Your answer should be the exact lines of the data below from the one containing "positive clicks: (780, 585)" through the one containing "negative clicks: (800, 683) (47, 669)"; please include nothing else.

Dataset records:
◆ ◆ ◆ ◆ ◆

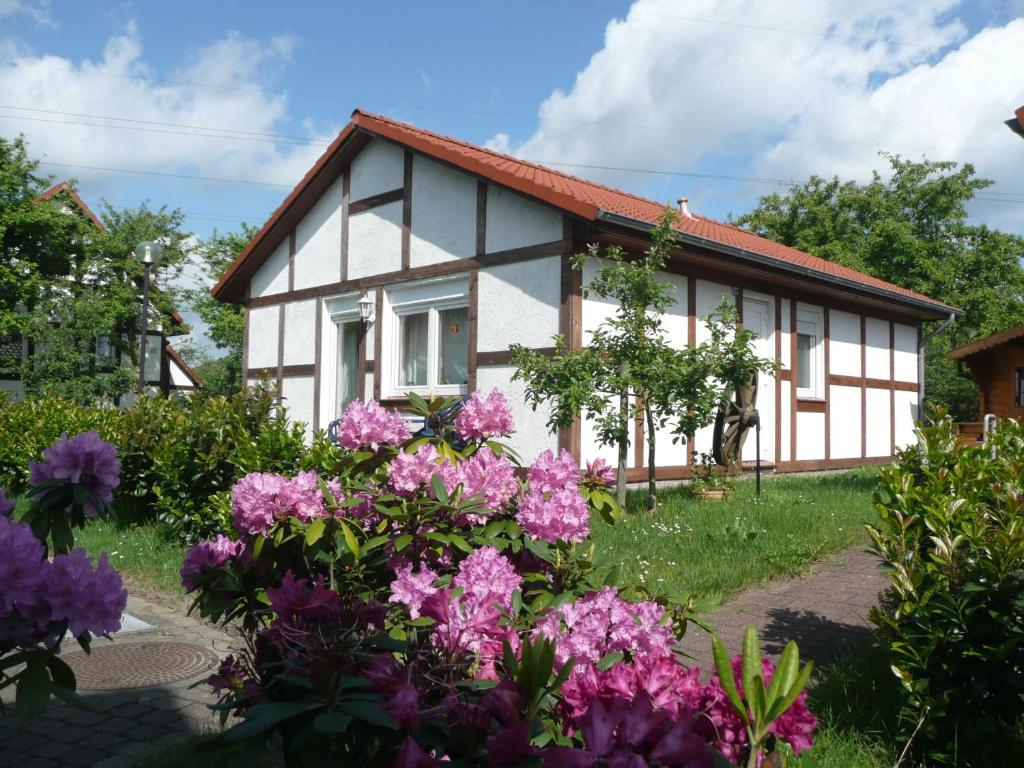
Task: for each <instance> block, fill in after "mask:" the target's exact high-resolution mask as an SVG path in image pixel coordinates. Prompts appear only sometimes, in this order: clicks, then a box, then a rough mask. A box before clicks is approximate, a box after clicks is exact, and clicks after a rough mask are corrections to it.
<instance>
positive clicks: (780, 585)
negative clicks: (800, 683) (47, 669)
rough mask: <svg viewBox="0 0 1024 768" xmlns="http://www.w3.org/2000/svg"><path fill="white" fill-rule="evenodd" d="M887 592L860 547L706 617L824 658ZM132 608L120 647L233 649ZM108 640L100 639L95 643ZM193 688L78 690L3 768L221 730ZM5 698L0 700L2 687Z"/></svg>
mask: <svg viewBox="0 0 1024 768" xmlns="http://www.w3.org/2000/svg"><path fill="white" fill-rule="evenodd" d="M884 586H885V579H884V577H883V574H882V573H881V571H879V569H878V560H877V559H876V557H874V556H873V555H871V554H868V553H866V552H864V551H862V550H859V549H857V550H848V551H847V552H843V553H841V554H839V555H837V556H835V557H834V558H829V559H826V560H823V561H822V562H820V563H817V564H816V565H815V566H814V568H813V571H812V572H811V573H809V574H807V575H805V577H802V578H800V579H791V580H779V581H773V582H769V583H768V584H765V585H762V586H760V587H755V588H753V589H750V590H746V591H745V592H742V593H740V594H739V595H737V596H736V597H734V598H733V599H732V600H730V601H728V602H727V603H726V604H725V605H724V606H723V607H722V609H721V610H720V611H718V612H716V613H714V614H712V616H711V618H712V621H713V623H714V624H715V628H716V631H717V632H718V634H719V636H720V637H721V638H722V640H723V641H724V642H725V643H726V646H727V647H728V648H729V651H730V653H734V652H738V651H739V648H740V642H741V639H742V635H743V631H744V630H745V629H746V626H748V625H750V624H753V625H754V626H756V627H757V628H758V631H759V632H760V635H761V641H762V646H763V648H764V650H765V652H766V653H768V654H771V655H775V656H777V655H778V654H779V653H780V652H781V650H782V647H783V646H784V644H785V643H786V642H787V641H788V640H791V639H792V640H796V641H797V642H798V643H799V644H800V655H801V658H804V659H806V658H814V659H816V660H819V662H820V660H823V659H826V658H828V657H829V656H831V655H834V654H835V653H836V652H838V651H841V650H843V649H844V648H847V647H849V646H850V645H851V644H853V643H857V642H863V641H865V640H866V639H867V638H868V637H869V634H870V630H869V627H870V625H869V623H868V621H867V609H868V607H869V606H870V605H873V604H874V602H876V599H877V597H878V593H879V592H880V591H881V590H882V589H883V587H884ZM128 612H129V613H131V614H132V615H134V616H137V617H139V618H142V620H143V621H145V622H148V623H150V624H153V625H155V626H156V628H155V629H154V630H151V631H146V632H139V633H134V634H129V635H123V636H119V637H118V638H116V639H115V641H114V642H116V643H118V642H132V641H141V640H144V641H146V642H151V641H164V642H174V641H176V642H187V643H195V644H197V645H202V646H204V647H206V648H210V649H211V650H213V651H214V652H215V653H217V654H218V655H224V654H226V653H227V652H229V651H230V649H231V638H230V637H229V636H227V635H226V634H224V633H222V632H220V631H218V630H216V629H213V628H211V627H208V626H206V625H204V624H203V623H201V622H198V621H195V620H193V618H189V617H187V616H186V615H185V611H184V608H183V604H182V603H180V602H179V601H172V600H171V599H170V598H168V597H167V596H156V595H148V596H146V597H145V598H143V597H139V596H137V595H133V596H131V597H129V599H128ZM105 642H108V641H104V640H97V641H96V647H99V646H100V644H102V643H105ZM684 645H685V647H686V649H687V650H688V651H689V652H690V653H692V654H693V655H694V656H695V657H696V659H697V664H698V665H699V666H700V669H701V670H703V671H705V672H706V673H709V672H710V671H711V669H712V667H713V665H712V663H711V641H710V638H709V637H708V636H707V635H706V634H705V633H703V632H701V631H700V630H698V629H696V628H692V629H691V630H690V632H689V633H688V634H687V637H686V642H685V643H684ZM76 647H77V646H76ZM70 649H71V648H69V650H70ZM202 677H205V675H203V676H200V679H202ZM194 682H196V679H193V680H187V681H183V682H181V683H174V684H171V685H165V686H160V687H153V688H140V689H132V690H117V691H102V692H99V691H97V692H88V691H83V695H84V696H85V697H86V698H87V699H88V700H89V701H90V703H92V705H93V707H94V708H95V710H96V711H95V712H84V711H82V710H77V709H74V708H71V707H67V706H66V705H62V703H57V702H51V705H50V707H49V709H48V710H47V711H46V713H45V714H44V715H43V716H42V717H40V718H39V719H37V720H33V721H29V722H27V723H26V722H23V721H20V720H18V719H17V718H16V717H13V716H11V717H8V718H6V719H0V768H15V767H16V768H57V767H58V766H60V767H62V766H96V768H129V767H130V766H132V765H133V764H134V763H135V762H136V761H137V760H138V759H139V758H140V757H142V756H143V755H144V754H145V753H147V752H150V751H152V750H154V749H155V746H158V745H159V744H160V743H161V741H164V740H166V739H169V738H175V737H177V736H178V734H181V733H189V732H190V733H195V732H200V731H204V730H210V729H215V728H217V727H218V726H217V721H216V719H215V717H214V716H213V715H212V714H211V713H210V711H209V710H208V709H207V708H206V706H207V705H208V703H212V702H213V698H212V697H211V696H210V694H209V693H208V692H207V688H206V686H200V687H197V688H195V689H189V688H188V686H189V685H190V684H191V683H194ZM4 696H5V700H6V699H7V697H8V693H7V691H5V692H4Z"/></svg>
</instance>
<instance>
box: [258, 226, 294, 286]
mask: <svg viewBox="0 0 1024 768" xmlns="http://www.w3.org/2000/svg"><path fill="white" fill-rule="evenodd" d="M290 249H291V245H290V243H289V239H288V238H285V239H284V240H283V241H282V242H281V244H280V245H279V246H278V247H276V248H275V249H273V253H271V254H270V258H268V259H267V260H266V261H264V262H263V264H262V266H260V268H259V269H257V270H256V273H255V274H254V275H253V279H252V282H251V283H250V284H249V295H250V296H252V297H253V298H257V297H259V296H269V295H271V294H275V293H285V291H287V290H288V254H289V251H290Z"/></svg>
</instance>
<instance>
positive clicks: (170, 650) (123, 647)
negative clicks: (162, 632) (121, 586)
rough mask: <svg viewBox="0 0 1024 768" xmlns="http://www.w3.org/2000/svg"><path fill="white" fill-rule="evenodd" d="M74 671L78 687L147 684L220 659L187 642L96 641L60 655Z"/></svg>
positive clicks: (186, 679) (213, 665)
mask: <svg viewBox="0 0 1024 768" xmlns="http://www.w3.org/2000/svg"><path fill="white" fill-rule="evenodd" d="M61 657H62V658H63V660H65V662H67V663H68V666H69V667H71V668H72V670H74V672H75V679H76V680H77V681H78V688H79V690H114V689H117V688H147V687H150V686H153V685H167V684H168V683H177V682H180V681H182V680H188V679H189V678H194V677H199V676H200V675H202V674H203V673H204V672H209V671H210V670H212V669H214V668H215V667H216V666H217V665H218V664H219V663H220V659H219V658H218V657H217V655H216V654H215V653H214V652H213V651H211V650H208V649H206V648H204V647H202V646H199V645H190V644H188V643H118V644H117V645H96V646H93V648H92V652H91V653H84V652H81V651H79V652H76V653H68V654H67V655H65V656H61Z"/></svg>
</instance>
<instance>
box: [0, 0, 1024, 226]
mask: <svg viewBox="0 0 1024 768" xmlns="http://www.w3.org/2000/svg"><path fill="white" fill-rule="evenodd" d="M1022 12H1024V3H1022V2H1021V0H1001V1H1000V0H976V1H975V2H957V1H956V0H862V1H861V2H859V3H857V4H856V5H852V4H850V3H848V2H839V1H838V0H685V1H684V0H636V1H635V2H633V3H631V2H617V1H615V0H520V1H518V2H511V1H509V0H506V1H505V2H496V1H493V0H477V1H476V2H469V1H465V0H453V1H451V2H430V3H423V2H398V1H395V2H387V3H354V2H346V3H327V2H323V3H282V2H273V3H271V2H246V3H243V2H175V3H154V2H146V3H141V2H138V3H118V4H110V3H98V2H82V1H80V2H74V3H72V2H51V3H47V2H38V1H35V0H0V131H2V135H12V134H14V133H17V132H24V133H25V134H26V135H27V136H28V138H29V140H30V142H31V148H32V151H33V152H34V153H35V154H37V155H39V156H42V157H44V159H45V160H46V161H47V162H48V163H62V164H66V165H49V166H46V168H45V170H47V171H49V172H52V173H53V174H54V175H55V176H57V177H58V178H66V177H68V176H75V177H77V178H78V180H79V186H80V191H81V193H82V196H83V197H84V198H85V200H86V201H87V202H89V203H90V205H98V203H99V201H100V200H101V199H106V200H109V201H111V202H112V203H113V204H114V205H116V206H119V207H120V206H131V205H137V204H138V203H139V202H140V201H142V200H146V199H148V200H151V201H152V202H153V203H154V204H157V205H163V204H166V205H168V206H171V207H178V208H180V209H182V210H183V211H185V212H186V214H187V218H186V224H187V226H188V227H189V228H190V229H191V230H194V231H195V232H197V233H198V234H200V236H206V234H208V233H209V232H210V231H211V230H212V229H213V228H214V227H217V228H219V229H221V230H224V229H231V228H234V227H237V226H238V225H239V222H240V221H241V220H242V219H245V220H247V221H250V222H252V223H256V224H259V223H262V221H263V220H264V219H265V217H266V216H267V215H268V214H269V213H270V211H272V210H273V208H274V207H275V206H276V205H278V203H279V202H280V201H281V200H282V199H283V198H284V196H285V195H286V194H287V191H288V189H289V188H290V187H291V185H293V184H294V183H295V182H296V181H297V180H298V178H299V177H300V176H301V175H302V173H303V172H304V171H305V170H306V169H307V168H308V166H309V165H310V164H311V163H312V161H313V160H314V159H315V157H316V156H317V155H318V153H319V151H321V148H322V147H323V146H324V145H325V143H326V142H327V141H329V140H330V139H331V138H332V137H333V136H334V135H335V134H336V133H337V131H338V130H339V129H340V128H341V127H342V126H343V125H344V123H345V122H346V121H347V119H348V116H349V114H350V113H351V111H352V109H354V108H355V106H362V108H365V109H368V110H371V111H374V112H381V113H385V114H388V115H391V116H392V117H395V118H397V119H400V120H407V121H409V122H413V123H416V124H418V125H422V126H424V127H427V128H430V129H433V130H437V131H440V132H444V133H450V134H453V135H456V136H459V137H461V138H465V139H468V140H471V141H476V142H479V143H487V144H489V145H492V146H495V147H498V148H501V150H503V151H507V152H512V153H514V154H518V155H520V156H522V157H526V158H528V159H531V160H535V161H542V162H549V163H565V164H569V165H568V166H565V170H567V171H569V172H572V173H575V174H578V175H582V176H588V177H591V178H595V179H597V180H600V181H604V182H606V183H611V184H613V185H616V186H621V187H624V188H627V189H630V190H632V191H636V193H639V194H642V195H646V196H648V197H652V198H655V199H658V200H675V199H676V198H677V197H679V196H680V195H686V196H688V197H689V198H690V201H691V204H690V205H691V208H692V209H694V210H695V211H697V212H698V213H702V214H705V215H709V216H713V217H717V218H724V217H725V216H726V215H728V213H730V212H733V213H741V212H743V211H745V210H749V209H750V208H751V207H752V206H753V205H754V204H755V203H756V201H757V197H758V196H759V195H762V194H765V193H768V191H774V190H779V189H784V182H785V181H786V180H791V179H792V180H802V179H804V178H806V177H807V176H808V175H809V174H811V173H817V174H820V175H833V174H839V175H841V176H843V177H850V178H866V177H868V175H869V174H870V172H871V170H872V169H874V168H881V167H882V164H881V161H880V159H879V157H878V153H879V152H880V151H891V152H898V153H900V154H903V155H905V156H908V157H914V158H918V157H923V156H927V157H930V158H935V159H948V160H956V161H962V162H965V161H966V162H973V163H975V164H976V166H977V167H978V169H979V171H980V172H981V173H983V174H984V175H986V176H989V177H991V178H993V179H995V180H996V182H997V183H996V185H995V186H994V187H993V188H992V189H990V190H988V191H987V193H986V194H985V196H984V198H985V199H984V200H980V201H978V203H977V204H976V206H975V208H974V209H973V211H972V213H973V215H974V217H975V218H976V219H977V220H979V221H985V222H986V223H989V224H992V225H994V226H999V227H1002V228H1007V229H1011V230H1014V231H1024V175H1022V174H1021V172H1020V169H1021V168H1022V167H1024V142H1022V141H1021V139H1020V138H1019V137H1016V136H1014V135H1013V134H1012V133H1011V132H1010V131H1009V130H1007V129H1006V127H1005V126H1002V125H1001V121H1002V120H1005V119H1006V118H1008V117H1010V115H1011V113H1012V112H1013V110H1014V109H1015V108H1016V106H1018V105H1020V104H1022V103H1024V79H1022V78H1021V73H1024V19H1021V18H1020V15H1021V13H1022ZM132 121H135V122H132ZM210 134H214V135H213V136H211V135H210ZM283 136H287V137H289V138H273V137H283ZM86 166H92V168H88V167H86ZM595 166H604V167H610V168H620V169H623V168H629V169H648V170H656V171H659V172H660V173H642V172H636V171H624V170H617V171H616V170H604V169H599V168H596V167H595ZM98 168H106V169H111V168H114V169H121V170H122V171H125V170H133V171H140V172H145V174H176V175H188V176H205V177H207V178H217V179H236V180H245V181H248V182H253V183H227V182H224V181H198V180H190V179H181V178H169V177H167V176H166V175H165V176H160V175H144V174H141V173H140V174H128V173H124V172H112V171H109V170H98ZM667 172H668V173H667ZM671 173H678V174H681V175H670V174H671ZM699 174H702V176H701V175H699ZM722 176H728V177H733V178H719V177H722Z"/></svg>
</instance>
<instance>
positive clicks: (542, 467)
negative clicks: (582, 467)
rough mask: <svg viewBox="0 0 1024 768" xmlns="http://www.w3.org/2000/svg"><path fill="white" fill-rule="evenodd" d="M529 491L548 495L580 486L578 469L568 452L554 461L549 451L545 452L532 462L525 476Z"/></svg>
mask: <svg viewBox="0 0 1024 768" xmlns="http://www.w3.org/2000/svg"><path fill="white" fill-rule="evenodd" d="M526 479H527V480H529V487H530V489H531V490H540V492H542V493H545V494H550V493H552V492H555V490H561V489H562V488H575V487H579V485H580V468H579V467H578V466H577V461H575V459H573V458H572V454H570V453H569V452H568V451H562V452H561V453H560V454H559V455H558V458H557V459H556V458H555V457H554V455H553V454H552V453H551V451H550V450H548V451H545V452H544V453H543V454H541V455H540V456H539V457H537V461H535V462H534V464H532V466H530V468H529V472H528V473H527V475H526Z"/></svg>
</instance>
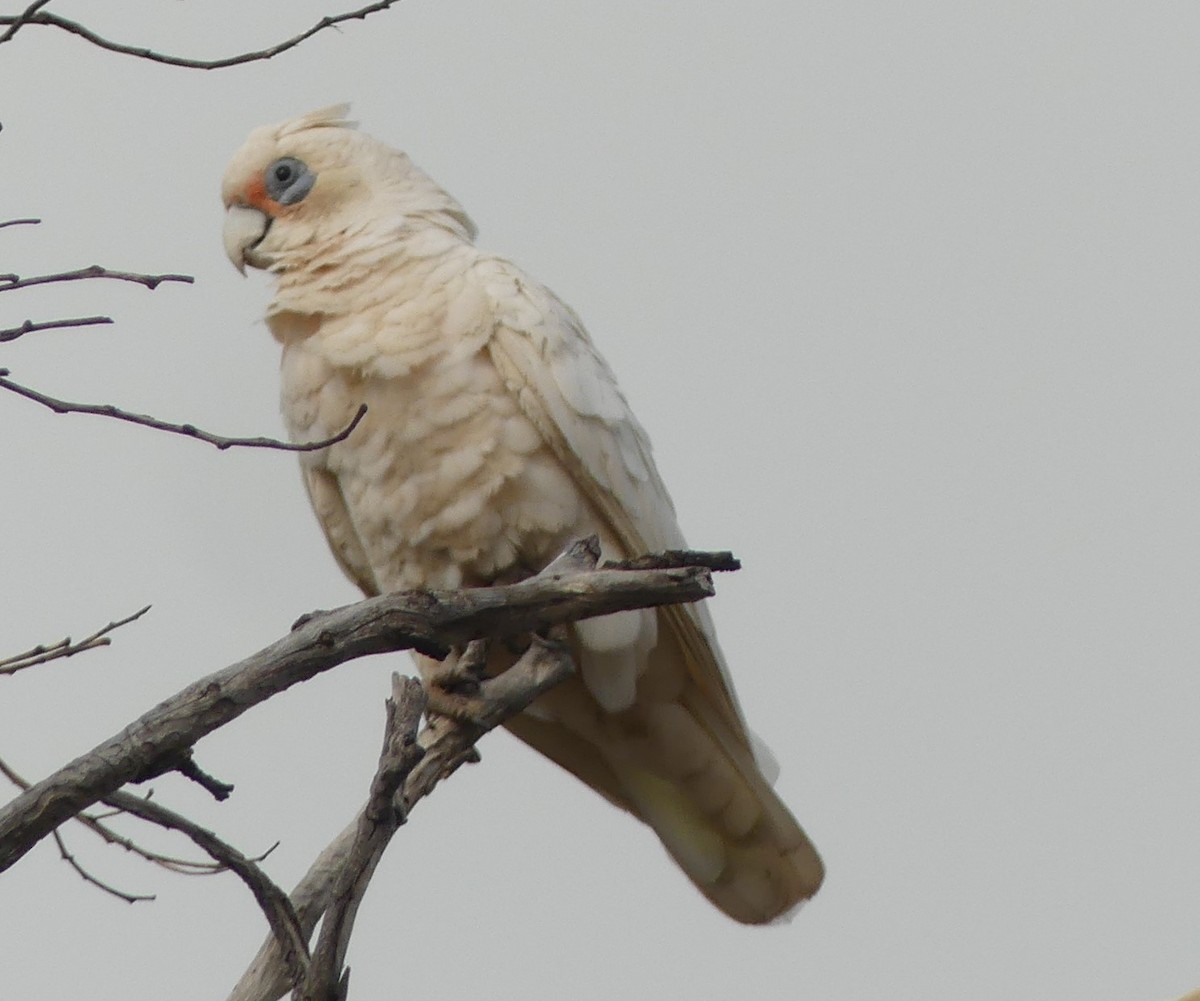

◆ ◆ ◆ ◆ ◆

• _Written reply_
positive clicks: (780, 585)
negative clicks: (800, 683) (47, 669)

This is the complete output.